Convert the lines of every item below into a JSON list of strings, one per line, skipping blank lines and leaving out the pictures.

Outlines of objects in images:
--
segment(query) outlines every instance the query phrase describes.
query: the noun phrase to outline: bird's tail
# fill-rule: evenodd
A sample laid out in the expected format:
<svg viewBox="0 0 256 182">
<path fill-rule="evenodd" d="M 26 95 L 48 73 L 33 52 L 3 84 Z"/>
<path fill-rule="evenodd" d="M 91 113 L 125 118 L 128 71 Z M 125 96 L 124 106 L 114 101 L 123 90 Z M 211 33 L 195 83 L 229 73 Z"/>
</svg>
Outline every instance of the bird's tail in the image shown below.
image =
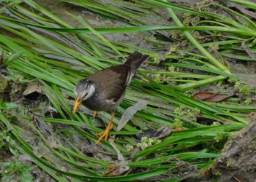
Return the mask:
<svg viewBox="0 0 256 182">
<path fill-rule="evenodd" d="M 148 58 L 149 55 L 143 55 L 135 51 L 128 56 L 127 61 L 124 63 L 132 67 L 132 73 L 135 73 L 140 66 Z"/>
</svg>

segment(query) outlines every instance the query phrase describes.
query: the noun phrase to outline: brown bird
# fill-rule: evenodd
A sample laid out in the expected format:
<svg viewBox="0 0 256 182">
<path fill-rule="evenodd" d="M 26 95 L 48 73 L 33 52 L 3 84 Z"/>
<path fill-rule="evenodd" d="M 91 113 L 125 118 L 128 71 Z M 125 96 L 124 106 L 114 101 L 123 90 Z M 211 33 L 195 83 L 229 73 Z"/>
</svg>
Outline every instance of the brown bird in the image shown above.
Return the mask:
<svg viewBox="0 0 256 182">
<path fill-rule="evenodd" d="M 95 111 L 94 117 L 98 111 L 111 112 L 111 118 L 106 130 L 97 134 L 100 137 L 96 144 L 104 137 L 105 140 L 108 139 L 116 108 L 123 101 L 127 86 L 135 75 L 136 70 L 148 57 L 135 51 L 128 56 L 124 64 L 99 71 L 86 79 L 78 81 L 75 85 L 74 112 L 81 103 L 88 108 Z"/>
</svg>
--
FINAL RESULT:
[
  "segment(query) outlines every instance the query phrase describes.",
  "query: the noun phrase to outline: bird's tail",
  "# fill-rule: evenodd",
  "A sample laid out in the expected format:",
  "<svg viewBox=\"0 0 256 182\">",
  "<path fill-rule=\"evenodd\" d=\"M 26 95 L 48 73 L 33 52 L 3 84 Z\"/>",
  "<path fill-rule=\"evenodd\" d=\"M 91 113 L 125 118 L 128 71 Z M 125 96 L 124 106 L 114 101 L 123 90 Z M 211 33 L 195 83 L 229 73 Z\"/>",
  "</svg>",
  "Outline every instance of the bird's tail in the image shown below.",
  "image =",
  "Return the mask:",
  "<svg viewBox=\"0 0 256 182\">",
  "<path fill-rule=\"evenodd\" d=\"M 148 58 L 149 55 L 143 55 L 135 51 L 128 56 L 127 61 L 124 63 L 132 67 L 132 73 L 135 73 L 140 66 Z\"/>",
  "</svg>",
  "segment(query) outlines every instance the query phrase describes.",
  "query: the noun phrase to outline: brown bird",
  "# fill-rule: evenodd",
  "A sample laid out in the expected format:",
  "<svg viewBox=\"0 0 256 182\">",
  "<path fill-rule=\"evenodd\" d=\"M 26 95 L 48 73 L 33 52 L 3 84 Z\"/>",
  "<path fill-rule=\"evenodd\" d=\"M 91 113 L 125 118 L 128 71 Z M 125 96 L 124 106 L 114 101 L 123 90 Z M 211 33 L 195 83 L 229 73 Z\"/>",
  "</svg>",
  "Outline every instance of the brown bird in the image shown above.",
  "Return the mask:",
  "<svg viewBox=\"0 0 256 182\">",
  "<path fill-rule=\"evenodd\" d=\"M 95 111 L 94 117 L 98 111 L 111 112 L 111 118 L 106 130 L 97 134 L 100 137 L 96 144 L 104 137 L 105 140 L 108 139 L 116 108 L 123 101 L 127 86 L 135 75 L 136 70 L 148 57 L 135 51 L 128 56 L 124 64 L 99 71 L 86 79 L 78 81 L 75 85 L 74 112 L 81 103 L 88 108 Z\"/>",
  "</svg>"
]